Referring expression pointing data:
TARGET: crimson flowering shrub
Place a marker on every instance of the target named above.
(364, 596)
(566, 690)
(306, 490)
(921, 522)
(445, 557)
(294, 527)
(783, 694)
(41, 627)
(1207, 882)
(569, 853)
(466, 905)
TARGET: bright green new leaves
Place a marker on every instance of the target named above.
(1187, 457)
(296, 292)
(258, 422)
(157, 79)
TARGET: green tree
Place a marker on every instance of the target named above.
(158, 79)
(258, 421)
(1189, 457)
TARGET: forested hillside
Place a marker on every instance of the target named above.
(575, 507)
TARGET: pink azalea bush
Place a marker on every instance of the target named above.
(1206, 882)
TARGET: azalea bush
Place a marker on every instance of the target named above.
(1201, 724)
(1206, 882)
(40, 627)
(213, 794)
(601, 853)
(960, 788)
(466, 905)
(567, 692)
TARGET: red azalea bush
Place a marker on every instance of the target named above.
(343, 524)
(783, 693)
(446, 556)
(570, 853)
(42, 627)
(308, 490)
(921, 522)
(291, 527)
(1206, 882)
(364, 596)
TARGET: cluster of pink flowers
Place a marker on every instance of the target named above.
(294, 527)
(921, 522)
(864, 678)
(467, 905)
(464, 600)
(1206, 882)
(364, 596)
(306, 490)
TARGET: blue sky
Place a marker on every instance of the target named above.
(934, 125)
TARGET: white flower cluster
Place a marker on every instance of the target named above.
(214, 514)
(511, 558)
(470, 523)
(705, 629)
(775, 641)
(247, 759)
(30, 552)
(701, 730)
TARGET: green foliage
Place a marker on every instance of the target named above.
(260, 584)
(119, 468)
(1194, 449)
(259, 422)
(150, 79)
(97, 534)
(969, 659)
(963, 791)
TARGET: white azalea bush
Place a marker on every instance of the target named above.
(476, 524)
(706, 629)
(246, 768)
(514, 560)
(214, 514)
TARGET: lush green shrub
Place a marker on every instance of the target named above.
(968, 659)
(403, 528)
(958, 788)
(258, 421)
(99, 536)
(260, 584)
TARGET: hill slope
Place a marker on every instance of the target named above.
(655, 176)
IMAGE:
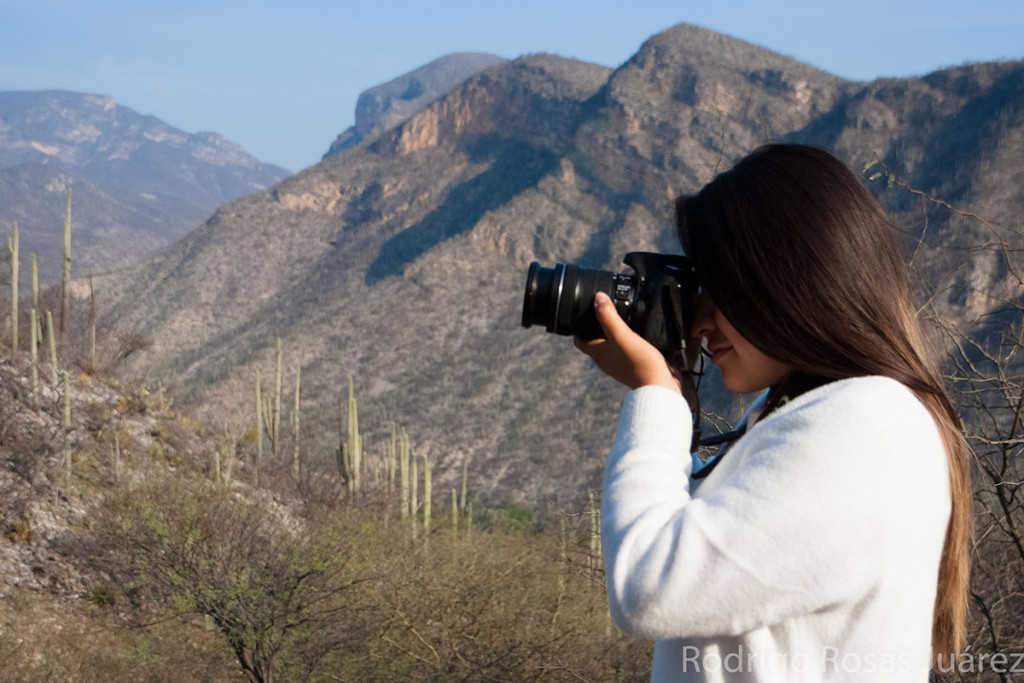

▶ Task objective
Copy the stretch of the records above that runs from the line with "TARGET: green foliage" through the line with "TARGET: white azalea bush". Both end lines belong in the copy, and nothing else does.

▶ Exercise answer
TARGET: green foliage
Place a marker on every instance of the target named above.
(260, 584)
(119, 468)
(1194, 449)
(259, 422)
(150, 79)
(97, 534)
(969, 659)
(963, 791)
TARGET: white azalea bush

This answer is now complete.